▶ [PASSAGE FOR REVIEW]:

<<<<

For many years psychoanalytic and psychodynamic therapies have been considered to lack a credible evidence-base and have consistently failed to appear in lists of ‘empirically supported treatments’. This study systematically reviews the research evaluating the efficacy and effectiveness of psychodynamic psychotherapy for children and young people. The researchers identified 34 separate studies that met criteria for inclusion, including nine randomised controlled trials. While many of the studies reported are limited by sample size and lack of control groups, the review indicates that there is increasing evidence to suggest the effectiveness of psychoanalytic psychotherapy for children and adolescents. The article aims to provide as complete a picture as possible of the existing evidence base, thereby enabling more refined questions to be asked regarding the nature of the current evidence and gaps requiring further exploration.

Notes

1. For the purposes of this article, the term ‘psychodynamic’ will be used as an umbrella term to cover all therapies that describe themselves as psychoanalytic or psychodynamic. Whilst psychodynamic child and adolescent psychotherapy is the specific focus of this review, the term ‘child psychotherapy’ can be used more broadly to cover all psychotherapeutic interventions with children, whatever actual model of intervention is used. There have been a substantial number of reviews and meta-analyses of ‘child psychotherapy’ research more broadly (for an overview see Fonagy et al., 2002; Weisz and Kazdin, 2010), but until now there have been very few systematic reviews of the outcome literature in the field of psychodynamic psychotherapy for children and adolescents more specifically.

>>>>

▶ [DATA FOR REVIEW]:
<<<<

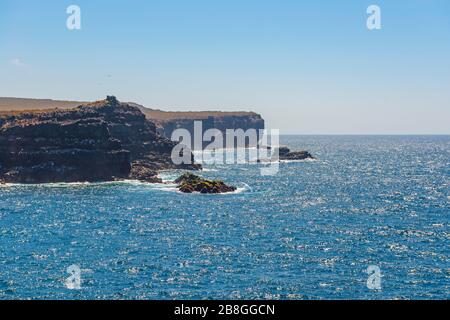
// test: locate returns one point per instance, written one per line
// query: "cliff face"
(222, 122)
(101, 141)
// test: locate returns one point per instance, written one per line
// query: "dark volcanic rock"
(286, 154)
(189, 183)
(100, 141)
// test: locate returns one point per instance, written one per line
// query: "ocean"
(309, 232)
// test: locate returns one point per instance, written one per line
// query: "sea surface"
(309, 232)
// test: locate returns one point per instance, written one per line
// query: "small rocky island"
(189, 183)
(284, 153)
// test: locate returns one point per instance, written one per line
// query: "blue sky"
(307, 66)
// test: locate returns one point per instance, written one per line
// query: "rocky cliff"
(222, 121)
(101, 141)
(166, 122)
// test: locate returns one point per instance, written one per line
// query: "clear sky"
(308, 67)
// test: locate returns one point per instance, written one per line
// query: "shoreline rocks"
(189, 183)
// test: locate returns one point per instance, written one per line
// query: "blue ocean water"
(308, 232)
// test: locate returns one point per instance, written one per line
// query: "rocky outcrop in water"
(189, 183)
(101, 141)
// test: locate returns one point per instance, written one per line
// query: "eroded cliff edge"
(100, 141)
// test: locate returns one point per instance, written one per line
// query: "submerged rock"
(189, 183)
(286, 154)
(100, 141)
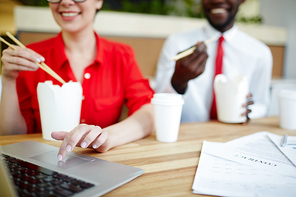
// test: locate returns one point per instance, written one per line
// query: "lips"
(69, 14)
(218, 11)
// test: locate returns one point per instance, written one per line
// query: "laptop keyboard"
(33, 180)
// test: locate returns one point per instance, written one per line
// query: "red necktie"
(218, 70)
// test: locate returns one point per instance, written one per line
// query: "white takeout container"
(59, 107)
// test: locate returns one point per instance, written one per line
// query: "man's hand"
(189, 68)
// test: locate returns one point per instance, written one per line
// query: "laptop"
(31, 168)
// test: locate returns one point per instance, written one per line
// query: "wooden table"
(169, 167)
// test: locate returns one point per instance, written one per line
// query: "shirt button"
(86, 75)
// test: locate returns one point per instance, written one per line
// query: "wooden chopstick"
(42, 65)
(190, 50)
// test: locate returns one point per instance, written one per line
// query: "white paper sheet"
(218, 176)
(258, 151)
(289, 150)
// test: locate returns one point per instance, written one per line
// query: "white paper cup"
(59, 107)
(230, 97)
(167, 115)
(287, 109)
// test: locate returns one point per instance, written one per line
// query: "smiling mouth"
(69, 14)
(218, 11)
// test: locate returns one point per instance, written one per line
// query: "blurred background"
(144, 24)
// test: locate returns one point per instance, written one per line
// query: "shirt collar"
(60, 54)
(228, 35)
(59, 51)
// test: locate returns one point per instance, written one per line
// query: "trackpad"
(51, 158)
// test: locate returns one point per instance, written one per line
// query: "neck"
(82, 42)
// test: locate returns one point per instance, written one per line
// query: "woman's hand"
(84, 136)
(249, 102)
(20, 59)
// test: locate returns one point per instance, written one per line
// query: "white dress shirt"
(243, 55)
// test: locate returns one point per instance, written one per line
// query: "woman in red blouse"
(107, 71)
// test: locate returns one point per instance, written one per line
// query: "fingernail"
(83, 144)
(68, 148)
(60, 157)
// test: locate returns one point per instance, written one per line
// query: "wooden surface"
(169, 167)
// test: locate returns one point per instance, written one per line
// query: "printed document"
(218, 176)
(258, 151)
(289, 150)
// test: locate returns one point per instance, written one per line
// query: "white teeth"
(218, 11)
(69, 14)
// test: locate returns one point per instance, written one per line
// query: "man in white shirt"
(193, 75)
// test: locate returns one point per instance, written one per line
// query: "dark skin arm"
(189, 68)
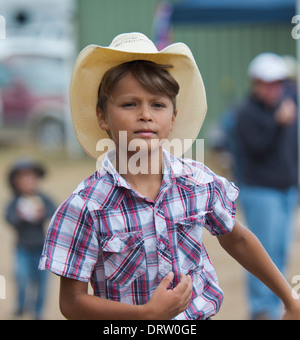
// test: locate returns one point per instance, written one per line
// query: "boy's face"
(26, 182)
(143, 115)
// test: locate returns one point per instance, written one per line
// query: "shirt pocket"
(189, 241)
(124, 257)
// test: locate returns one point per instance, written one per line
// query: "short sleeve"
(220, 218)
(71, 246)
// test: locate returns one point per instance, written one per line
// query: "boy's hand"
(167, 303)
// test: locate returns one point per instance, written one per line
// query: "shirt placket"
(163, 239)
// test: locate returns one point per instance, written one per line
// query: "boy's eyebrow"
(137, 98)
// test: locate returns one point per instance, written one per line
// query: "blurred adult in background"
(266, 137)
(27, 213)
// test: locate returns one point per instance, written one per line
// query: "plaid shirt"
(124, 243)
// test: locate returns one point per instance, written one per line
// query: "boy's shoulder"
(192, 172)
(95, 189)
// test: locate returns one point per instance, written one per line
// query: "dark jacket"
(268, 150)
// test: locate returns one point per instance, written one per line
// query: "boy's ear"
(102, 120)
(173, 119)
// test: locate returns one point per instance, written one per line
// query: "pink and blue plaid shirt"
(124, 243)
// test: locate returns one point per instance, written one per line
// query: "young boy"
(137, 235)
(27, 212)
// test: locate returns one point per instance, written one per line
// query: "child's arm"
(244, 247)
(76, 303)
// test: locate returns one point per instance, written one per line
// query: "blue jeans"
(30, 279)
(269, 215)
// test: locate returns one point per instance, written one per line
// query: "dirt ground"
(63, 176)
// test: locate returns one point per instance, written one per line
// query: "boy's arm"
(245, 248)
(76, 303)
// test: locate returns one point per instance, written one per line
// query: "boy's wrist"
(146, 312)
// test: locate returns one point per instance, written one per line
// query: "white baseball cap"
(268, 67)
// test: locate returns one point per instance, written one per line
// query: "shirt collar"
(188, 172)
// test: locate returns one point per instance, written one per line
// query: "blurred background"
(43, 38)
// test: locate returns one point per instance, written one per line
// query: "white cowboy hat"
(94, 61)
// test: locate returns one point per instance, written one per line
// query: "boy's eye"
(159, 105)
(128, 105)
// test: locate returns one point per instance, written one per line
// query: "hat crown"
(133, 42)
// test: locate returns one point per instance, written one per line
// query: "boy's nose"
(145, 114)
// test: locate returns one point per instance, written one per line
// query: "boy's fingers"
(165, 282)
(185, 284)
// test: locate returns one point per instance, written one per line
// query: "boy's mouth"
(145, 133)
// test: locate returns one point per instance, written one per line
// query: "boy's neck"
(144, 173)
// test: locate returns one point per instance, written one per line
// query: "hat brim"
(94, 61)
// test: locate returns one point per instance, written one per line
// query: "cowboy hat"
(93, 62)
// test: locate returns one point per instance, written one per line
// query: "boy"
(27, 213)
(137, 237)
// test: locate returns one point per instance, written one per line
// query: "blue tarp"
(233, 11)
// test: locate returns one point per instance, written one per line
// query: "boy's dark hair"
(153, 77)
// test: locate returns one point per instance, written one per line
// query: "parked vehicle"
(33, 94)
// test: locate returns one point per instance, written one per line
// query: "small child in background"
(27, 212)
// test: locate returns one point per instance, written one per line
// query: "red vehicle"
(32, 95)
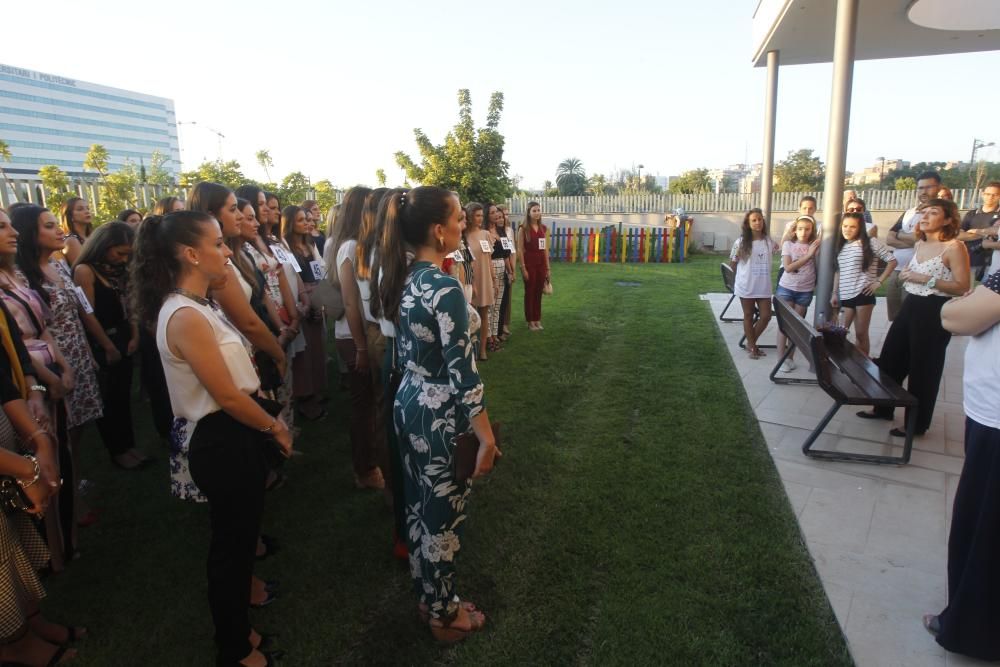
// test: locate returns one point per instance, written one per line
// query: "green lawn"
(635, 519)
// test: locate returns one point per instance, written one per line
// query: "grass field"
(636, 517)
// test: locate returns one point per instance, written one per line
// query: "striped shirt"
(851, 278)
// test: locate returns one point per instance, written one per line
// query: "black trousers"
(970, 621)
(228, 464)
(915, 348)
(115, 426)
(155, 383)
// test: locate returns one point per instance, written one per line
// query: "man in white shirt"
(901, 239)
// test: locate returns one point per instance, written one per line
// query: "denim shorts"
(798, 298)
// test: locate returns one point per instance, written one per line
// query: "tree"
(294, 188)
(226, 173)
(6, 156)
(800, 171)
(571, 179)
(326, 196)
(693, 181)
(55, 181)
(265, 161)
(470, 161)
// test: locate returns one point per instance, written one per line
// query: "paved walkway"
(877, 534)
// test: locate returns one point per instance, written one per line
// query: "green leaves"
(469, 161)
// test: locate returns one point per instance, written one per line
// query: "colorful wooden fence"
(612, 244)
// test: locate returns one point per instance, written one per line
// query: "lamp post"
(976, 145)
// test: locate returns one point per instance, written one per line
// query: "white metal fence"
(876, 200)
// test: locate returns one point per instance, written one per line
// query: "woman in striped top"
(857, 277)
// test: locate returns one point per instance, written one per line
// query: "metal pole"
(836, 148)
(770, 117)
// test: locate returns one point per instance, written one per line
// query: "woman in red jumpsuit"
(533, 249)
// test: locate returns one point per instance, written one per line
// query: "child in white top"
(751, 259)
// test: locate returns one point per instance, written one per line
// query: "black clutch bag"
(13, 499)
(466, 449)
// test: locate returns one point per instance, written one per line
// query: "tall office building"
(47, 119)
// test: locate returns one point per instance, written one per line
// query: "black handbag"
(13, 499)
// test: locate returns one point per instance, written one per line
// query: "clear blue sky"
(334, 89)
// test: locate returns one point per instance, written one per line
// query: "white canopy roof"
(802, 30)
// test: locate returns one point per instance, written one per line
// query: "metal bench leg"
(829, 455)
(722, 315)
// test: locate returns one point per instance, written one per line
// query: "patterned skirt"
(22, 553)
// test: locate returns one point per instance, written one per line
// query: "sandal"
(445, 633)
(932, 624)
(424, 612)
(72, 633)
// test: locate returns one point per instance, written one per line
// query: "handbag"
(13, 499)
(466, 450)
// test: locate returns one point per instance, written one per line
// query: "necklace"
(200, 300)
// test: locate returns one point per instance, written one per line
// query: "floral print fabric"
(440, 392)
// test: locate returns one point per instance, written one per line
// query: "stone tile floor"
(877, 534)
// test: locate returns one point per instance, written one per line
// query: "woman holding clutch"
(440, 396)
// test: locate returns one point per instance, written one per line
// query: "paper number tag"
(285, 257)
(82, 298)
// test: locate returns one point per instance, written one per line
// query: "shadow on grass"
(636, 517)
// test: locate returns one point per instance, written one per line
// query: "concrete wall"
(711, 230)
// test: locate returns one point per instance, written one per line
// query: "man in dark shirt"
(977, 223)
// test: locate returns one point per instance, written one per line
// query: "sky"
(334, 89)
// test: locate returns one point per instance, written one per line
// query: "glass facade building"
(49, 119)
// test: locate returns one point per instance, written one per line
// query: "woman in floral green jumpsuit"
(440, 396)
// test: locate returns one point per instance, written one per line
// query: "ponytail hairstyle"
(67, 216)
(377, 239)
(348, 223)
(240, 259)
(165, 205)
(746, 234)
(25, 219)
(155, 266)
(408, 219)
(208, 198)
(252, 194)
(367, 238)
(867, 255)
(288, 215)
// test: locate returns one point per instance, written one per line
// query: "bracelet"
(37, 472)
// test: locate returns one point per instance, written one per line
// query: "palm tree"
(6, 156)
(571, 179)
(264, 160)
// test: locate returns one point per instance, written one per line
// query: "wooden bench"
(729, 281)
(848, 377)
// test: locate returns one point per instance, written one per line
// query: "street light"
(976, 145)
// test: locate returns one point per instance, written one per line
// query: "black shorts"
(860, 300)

>>>>

▶ [WORK ORDER 1]:
Answer these questions from the psychotherapy review passage:
(a) How many studies met the criteria for inclusion, and how many of them were randomised controlled trials?
(b) What limits many of the reported studies?
(c) According to the first note, what does the term 'psychodynamic' cover?
▶ [WORK ORDER 2]: Can you pick up the psychotherapy review passage after its last sentence and carry it on?

▶ [TASK OUTPUT 1]:
(a) 34 studies, nine of them randomised controlled trials.
(b) Sample size and lack of control groups.
(c) All therapies that describe themselves as psychoanalytic or psychodynamic.

▶ [TASK OUTPUT 2]:
2. The ‘effect size’ of a treatment is a descriptive statistic that conveys the estimated magnitude of a relationship, e.g. between the delivery of a treatment and a particular outcome. An effect size of 0.2 is typically considered to be ‘small’; 0.5 ‘medium’ and anything over 0.8 as ‘large’.

3. Cognitive analytic therapy is described as a time-limited, integrative psychotherapy which ‘arose from a theoretical and practical integration of psychoanalytic object relations and cognitive psychology’ (Chanen et al., 2008: 479). The primary author of the study confirmed that he considered it as a ‘psychodynamic treatment’ (Chanen, personal communication, 3 April 2011), and as such, it met the criteria to be included in this review.

4. These criteria include: a group-comparison design with random assignment; well-documented treatment procedures; uniform therapist training and evidence of adherence; clinical samples; multi-method outcome assessment; tests of clinical significance; functional outcomes in addition to symptoms; and assessment of long-term outcome.